Records for processing:
================

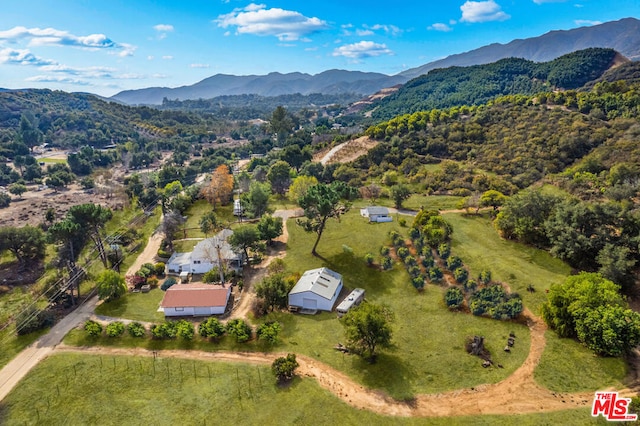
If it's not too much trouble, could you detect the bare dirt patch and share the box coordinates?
[0,184,126,229]
[313,136,379,166]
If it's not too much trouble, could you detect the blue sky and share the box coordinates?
[1,0,638,96]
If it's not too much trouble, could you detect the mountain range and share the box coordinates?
[111,17,640,106]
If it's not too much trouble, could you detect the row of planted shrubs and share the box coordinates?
[83,318,281,344]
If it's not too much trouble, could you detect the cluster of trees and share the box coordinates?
[369,48,618,121]
[495,189,640,291]
[542,272,640,356]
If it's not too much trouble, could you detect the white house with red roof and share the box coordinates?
[160,283,231,317]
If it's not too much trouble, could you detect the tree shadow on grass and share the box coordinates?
[349,352,416,401]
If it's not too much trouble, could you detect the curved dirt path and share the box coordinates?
[54,311,603,417]
[126,231,164,277]
[226,209,301,321]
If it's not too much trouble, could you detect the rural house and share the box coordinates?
[160,283,231,317]
[166,229,244,275]
[288,267,343,313]
[360,206,392,223]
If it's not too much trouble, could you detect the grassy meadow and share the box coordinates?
[0,352,609,426]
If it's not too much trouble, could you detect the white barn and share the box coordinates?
[288,267,343,312]
[166,229,244,275]
[160,283,231,317]
[360,206,392,223]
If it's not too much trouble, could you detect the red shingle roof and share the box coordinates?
[160,283,230,308]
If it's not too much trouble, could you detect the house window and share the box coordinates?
[175,307,184,311]
[194,260,201,264]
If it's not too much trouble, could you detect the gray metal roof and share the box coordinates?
[191,229,241,262]
[289,267,342,300]
[361,206,389,216]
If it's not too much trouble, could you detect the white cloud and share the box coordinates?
[574,19,601,26]
[147,55,155,60]
[190,63,210,68]
[533,0,567,3]
[162,55,173,60]
[0,47,57,66]
[153,24,174,32]
[25,75,92,85]
[332,41,393,59]
[429,23,453,32]
[460,1,510,23]
[0,26,135,56]
[215,3,329,41]
[356,29,374,36]
[368,24,403,36]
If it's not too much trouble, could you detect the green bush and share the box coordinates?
[411,276,425,290]
[157,249,171,259]
[199,317,225,340]
[84,320,103,337]
[428,267,443,283]
[381,256,393,270]
[469,285,523,320]
[105,321,125,337]
[226,319,252,343]
[396,247,409,260]
[398,218,407,227]
[154,262,166,276]
[151,321,177,339]
[175,319,195,340]
[478,269,492,285]
[256,321,281,344]
[437,243,450,259]
[15,306,54,335]
[147,277,159,288]
[446,256,463,270]
[380,246,390,256]
[445,287,464,309]
[454,267,468,284]
[127,322,146,338]
[364,253,375,265]
[421,256,434,268]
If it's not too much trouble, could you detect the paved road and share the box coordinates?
[0,295,99,401]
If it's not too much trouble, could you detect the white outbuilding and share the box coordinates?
[160,283,231,317]
[360,206,392,223]
[288,267,343,313]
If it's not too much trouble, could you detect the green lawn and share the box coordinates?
[178,199,238,240]
[362,195,463,212]
[278,210,531,399]
[0,352,607,426]
[94,288,165,323]
[535,331,627,392]
[0,328,48,369]
[443,212,571,314]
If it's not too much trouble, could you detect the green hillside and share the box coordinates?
[370,48,619,121]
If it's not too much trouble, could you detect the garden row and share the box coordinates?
[83,318,282,344]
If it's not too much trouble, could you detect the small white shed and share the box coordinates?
[360,206,392,223]
[160,283,230,317]
[336,288,365,317]
[288,267,343,312]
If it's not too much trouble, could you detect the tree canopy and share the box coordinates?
[340,302,394,361]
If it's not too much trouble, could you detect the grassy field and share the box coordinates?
[0,352,608,426]
[177,199,238,240]
[276,210,531,399]
[535,331,627,392]
[364,194,463,212]
[443,212,571,314]
[94,288,165,323]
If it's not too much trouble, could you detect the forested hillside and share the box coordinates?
[362,80,640,192]
[370,48,621,121]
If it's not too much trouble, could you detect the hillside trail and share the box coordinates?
[54,309,603,417]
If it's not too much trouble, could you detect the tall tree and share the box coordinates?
[267,160,292,196]
[340,303,394,361]
[256,214,283,245]
[255,273,291,312]
[297,182,352,256]
[242,181,271,218]
[48,219,86,303]
[202,164,234,209]
[199,211,219,237]
[390,184,411,209]
[67,204,113,268]
[270,106,294,145]
[228,225,260,262]
[288,175,318,203]
[96,270,127,302]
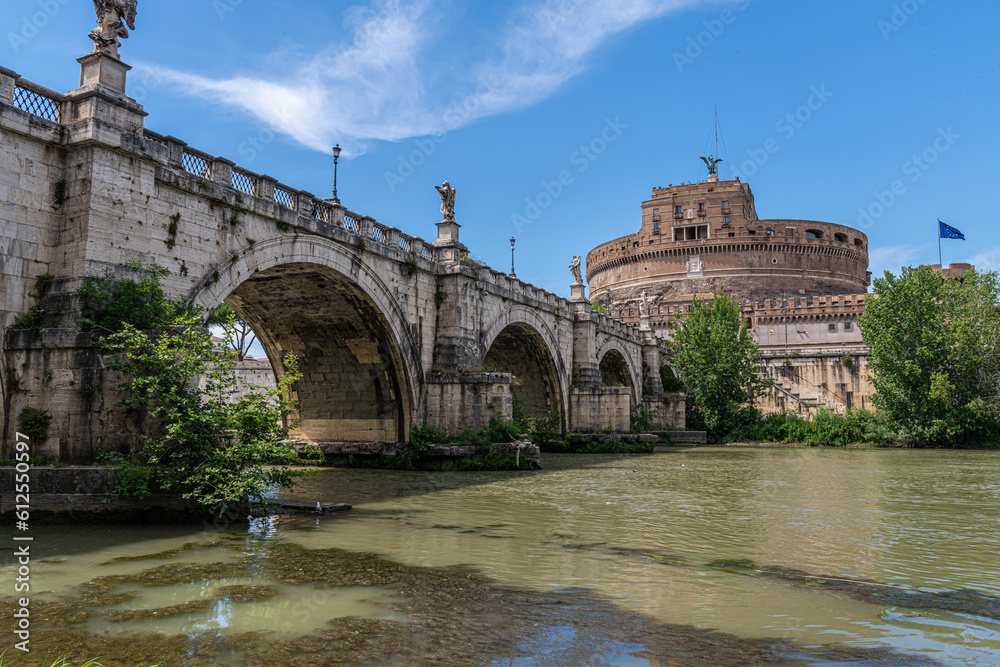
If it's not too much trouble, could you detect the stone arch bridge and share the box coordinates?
[0,65,681,461]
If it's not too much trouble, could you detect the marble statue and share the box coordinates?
[90,0,138,57]
[569,255,582,284]
[435,180,457,222]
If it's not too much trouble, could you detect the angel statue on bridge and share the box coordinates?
[569,255,583,285]
[435,180,457,222]
[90,0,138,57]
[640,290,649,317]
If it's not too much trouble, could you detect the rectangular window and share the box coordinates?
[722,216,730,227]
[653,222,660,234]
[788,228,795,237]
[844,321,853,331]
[652,208,660,219]
[828,323,838,332]
[722,200,730,211]
[675,204,682,215]
[673,224,709,241]
[698,202,706,213]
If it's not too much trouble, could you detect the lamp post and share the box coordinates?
[331,144,342,204]
[606,287,611,313]
[510,237,516,277]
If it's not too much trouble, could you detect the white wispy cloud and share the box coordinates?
[140,0,705,155]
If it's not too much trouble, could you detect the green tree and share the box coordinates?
[669,293,771,441]
[207,303,258,361]
[859,265,1000,445]
[103,317,303,515]
[81,261,303,514]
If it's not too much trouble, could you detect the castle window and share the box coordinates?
[748,230,757,236]
[722,216,731,227]
[722,200,730,212]
[834,233,848,243]
[787,228,795,237]
[698,202,706,213]
[828,323,838,332]
[652,208,660,221]
[653,222,660,234]
[844,321,853,331]
[854,238,864,247]
[805,229,824,239]
[674,224,709,241]
[728,232,735,237]
[675,204,682,216]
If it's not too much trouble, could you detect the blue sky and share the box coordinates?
[6,0,999,299]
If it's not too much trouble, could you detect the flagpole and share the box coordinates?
[937,219,942,268]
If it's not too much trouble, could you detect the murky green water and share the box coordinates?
[4,447,1000,665]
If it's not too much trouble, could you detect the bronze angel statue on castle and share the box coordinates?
[90,0,138,57]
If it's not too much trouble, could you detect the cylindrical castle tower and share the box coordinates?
[586,177,870,335]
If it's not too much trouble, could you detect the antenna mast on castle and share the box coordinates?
[714,105,719,162]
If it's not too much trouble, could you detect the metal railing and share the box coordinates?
[181,151,212,179]
[273,187,295,210]
[231,169,258,197]
[12,83,61,123]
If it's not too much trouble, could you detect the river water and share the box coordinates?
[5,447,1000,665]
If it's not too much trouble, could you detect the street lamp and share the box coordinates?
[331,144,342,204]
[510,237,516,277]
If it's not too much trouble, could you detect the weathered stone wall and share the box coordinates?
[0,466,225,524]
[568,387,630,432]
[757,347,872,415]
[423,372,513,439]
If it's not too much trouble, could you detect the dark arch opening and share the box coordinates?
[805,229,824,239]
[483,323,561,420]
[224,263,411,444]
[599,349,635,402]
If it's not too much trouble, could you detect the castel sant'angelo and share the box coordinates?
[586,158,974,414]
[586,159,875,414]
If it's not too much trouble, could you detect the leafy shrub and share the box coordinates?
[410,422,449,452]
[528,407,561,445]
[78,259,200,333]
[630,403,657,433]
[17,406,52,443]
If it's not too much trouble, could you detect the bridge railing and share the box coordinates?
[149,133,438,262]
[2,71,64,124]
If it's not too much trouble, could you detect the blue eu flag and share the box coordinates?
[939,220,965,240]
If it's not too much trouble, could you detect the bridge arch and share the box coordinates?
[595,338,641,403]
[190,236,419,444]
[481,306,567,425]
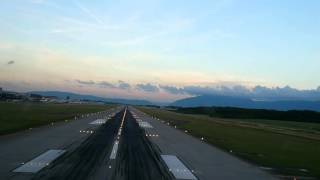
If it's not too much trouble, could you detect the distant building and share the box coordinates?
[44,96,58,99]
[0,90,60,103]
[40,96,58,102]
[0,91,25,101]
[28,94,43,102]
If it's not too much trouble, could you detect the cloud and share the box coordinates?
[7,60,15,65]
[73,0,105,26]
[168,84,320,101]
[118,80,131,90]
[75,79,95,85]
[182,86,219,96]
[98,81,115,88]
[74,79,132,90]
[160,85,184,94]
[72,78,320,101]
[136,83,159,92]
[75,79,130,90]
[250,85,320,100]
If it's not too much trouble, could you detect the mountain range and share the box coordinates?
[171,95,320,111]
[30,91,153,106]
[30,91,320,111]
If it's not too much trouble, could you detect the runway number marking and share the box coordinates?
[13,149,66,173]
[161,155,197,180]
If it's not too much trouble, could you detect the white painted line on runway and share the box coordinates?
[138,121,153,128]
[109,140,119,159]
[89,119,107,125]
[110,108,127,160]
[13,149,66,173]
[161,155,197,180]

================

Exercise description: The output consists of exactly the lines from the one containing "If it's not too much trouble, could you detect the leafy" through the last line of the listing, both included, with no pictures.

Solution to this task:
If it's not too much trouble, could you detect the leafy shrub and share the box coordinates?
[410,422,449,452]
[528,407,561,445]
[78,259,200,333]
[630,403,657,433]
[17,406,52,443]
If it's not too much trouble, could you detect the bridge railing and share the box coordinates?
[149,133,438,262]
[2,71,64,124]
If it's not too much trouble, could you detect the blue eu flag and share the box coordinates?
[939,220,965,240]
If it's not too much trouble, could you detect the bridge arch and share the box coordinates?
[595,338,641,403]
[190,236,419,444]
[481,306,567,425]
If it's not too much trouble, could you detect the distant building and share the box coordinates?
[44,96,58,99]
[0,90,60,103]
[40,96,58,102]
[0,91,25,101]
[28,94,43,102]
If it's not too much trouble, could you detect the cloud and share the box coordinates?
[7,60,15,65]
[73,0,105,26]
[168,84,320,101]
[118,80,131,90]
[75,79,95,85]
[182,86,219,96]
[98,81,115,88]
[74,79,132,90]
[160,85,184,94]
[72,78,320,101]
[136,83,159,92]
[75,79,130,90]
[250,85,320,100]
If it's not too much trouble, could you detect the mountain range and share the box coordinates?
[171,95,320,111]
[30,91,153,106]
[30,91,320,111]
If it's not too much trouble, could you detect the runway number marking and share the box coordinates?
[13,149,66,173]
[161,155,197,180]
If it's not too much trouble, could you detect the white painted line on runway and share the box coordinates?
[138,121,153,128]
[109,140,119,159]
[89,119,107,125]
[110,108,127,160]
[13,149,66,173]
[161,155,197,180]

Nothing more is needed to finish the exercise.